**Problems to work on:**
(1) Please copy the stretch from "It is also a" through "tie-up with the Muslim League." in the passage on the CPM and the Muslim League.
(2) According to the passage on the CPM and the Muslim League, what was the seven-party front that E M S Namboodirippad formed in 1967 called?

**Passage shown:**
• • • • • • •
But the CPM state secretary, like Adithyanath, did not find it necessary to bother with at least a namesake distinction. Kodiyeri said that the Congress was cultivating Muslim fundamentalism by aligning with the Muslim League. Former chief minister Oommen Chandy was more amused than provoked. “It feels as though the Congress and the Muslim League have come together only after Rahul Gandhi was announced as the candidate,” he said.
CPM's pacts with the League
Kodiyeri is also displeased that the Congress had aligned with the League instead of forging a secular front. This statement, too, suggested a disconnect with reality. The Muslim League has always been part of the Congress party's secular front. The League was very much part of the UPA-I dispensation that the CPM had supported from outside to keep the BJP at bay. There is nothing to show that the CPM was displeased with the presence of the League then.
To be fair to the CPM, it had ideologically considered the IUML to be a communal force. But this had not prevented the party from forging an alliance with the League, and parties that broke away from it, whenever the need arose. In 1967, when E M S Namboodirippad formed the Sapthakakshi Munnani (the seven-party front), the Muslim League was an ally. Later, between 1977 and 1985, the party had a seven-year alliance with All India Muslim League, a breakaway faction of the IUML. These are facts that Kodiyeri chose to ignore when he said that the Congress had always allied with communal forces to defeat the Left.
It is also a fact that the present chief minister Pinarayi Vijayan was censured by the party in 2000 for openly hinting at a tie-up with the Muslim League.
• • • • • • •
**Data supplied:**
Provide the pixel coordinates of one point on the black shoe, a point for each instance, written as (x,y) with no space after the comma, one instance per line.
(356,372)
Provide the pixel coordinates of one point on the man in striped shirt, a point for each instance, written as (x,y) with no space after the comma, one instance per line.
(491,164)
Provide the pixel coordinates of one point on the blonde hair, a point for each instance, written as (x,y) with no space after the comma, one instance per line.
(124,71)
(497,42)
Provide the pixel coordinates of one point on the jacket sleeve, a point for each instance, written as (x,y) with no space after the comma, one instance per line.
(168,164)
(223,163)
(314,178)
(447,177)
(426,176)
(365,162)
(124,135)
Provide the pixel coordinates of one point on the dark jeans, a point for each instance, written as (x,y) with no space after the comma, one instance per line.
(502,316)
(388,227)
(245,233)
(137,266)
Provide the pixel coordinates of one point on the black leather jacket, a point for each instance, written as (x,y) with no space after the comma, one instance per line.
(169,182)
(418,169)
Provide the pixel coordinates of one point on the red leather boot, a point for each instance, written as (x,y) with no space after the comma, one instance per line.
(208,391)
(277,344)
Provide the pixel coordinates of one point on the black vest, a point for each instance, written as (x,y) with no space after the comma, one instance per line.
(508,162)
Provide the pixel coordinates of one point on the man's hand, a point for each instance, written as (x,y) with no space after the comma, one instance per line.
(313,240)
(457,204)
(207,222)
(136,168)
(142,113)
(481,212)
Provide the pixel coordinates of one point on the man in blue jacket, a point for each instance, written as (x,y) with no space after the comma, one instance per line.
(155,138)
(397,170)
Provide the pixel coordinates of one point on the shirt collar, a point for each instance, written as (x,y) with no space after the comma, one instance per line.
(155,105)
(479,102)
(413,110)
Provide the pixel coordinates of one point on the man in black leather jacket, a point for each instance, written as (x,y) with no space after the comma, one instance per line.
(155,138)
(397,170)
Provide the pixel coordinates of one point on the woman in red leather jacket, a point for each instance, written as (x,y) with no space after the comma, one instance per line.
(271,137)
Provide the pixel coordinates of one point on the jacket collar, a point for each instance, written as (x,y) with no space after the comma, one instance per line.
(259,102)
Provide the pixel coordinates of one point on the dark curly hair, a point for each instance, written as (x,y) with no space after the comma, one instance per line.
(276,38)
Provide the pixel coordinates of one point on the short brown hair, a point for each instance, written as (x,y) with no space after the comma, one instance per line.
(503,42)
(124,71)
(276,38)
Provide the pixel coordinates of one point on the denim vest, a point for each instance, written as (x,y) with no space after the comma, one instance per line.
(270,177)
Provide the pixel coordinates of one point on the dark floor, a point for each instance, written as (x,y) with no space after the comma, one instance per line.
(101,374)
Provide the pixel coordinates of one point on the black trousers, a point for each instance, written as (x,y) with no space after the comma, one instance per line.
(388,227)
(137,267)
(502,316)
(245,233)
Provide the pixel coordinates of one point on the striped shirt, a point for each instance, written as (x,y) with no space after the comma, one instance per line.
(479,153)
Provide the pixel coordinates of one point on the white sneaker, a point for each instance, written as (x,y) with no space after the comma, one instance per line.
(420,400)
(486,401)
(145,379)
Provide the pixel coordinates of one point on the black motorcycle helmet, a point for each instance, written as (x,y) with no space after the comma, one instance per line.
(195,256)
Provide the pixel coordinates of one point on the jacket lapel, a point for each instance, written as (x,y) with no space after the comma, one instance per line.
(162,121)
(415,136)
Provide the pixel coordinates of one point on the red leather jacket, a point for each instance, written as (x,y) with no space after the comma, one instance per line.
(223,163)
• • • • • • •
**Solution set:**
(1)
It is also a fact that the present chief minister Pinarayi Vijayan was censured by the party in 2000 for openly hinting at a tie-up with the Muslim League.

(2) The Sapthakakshi Munnani.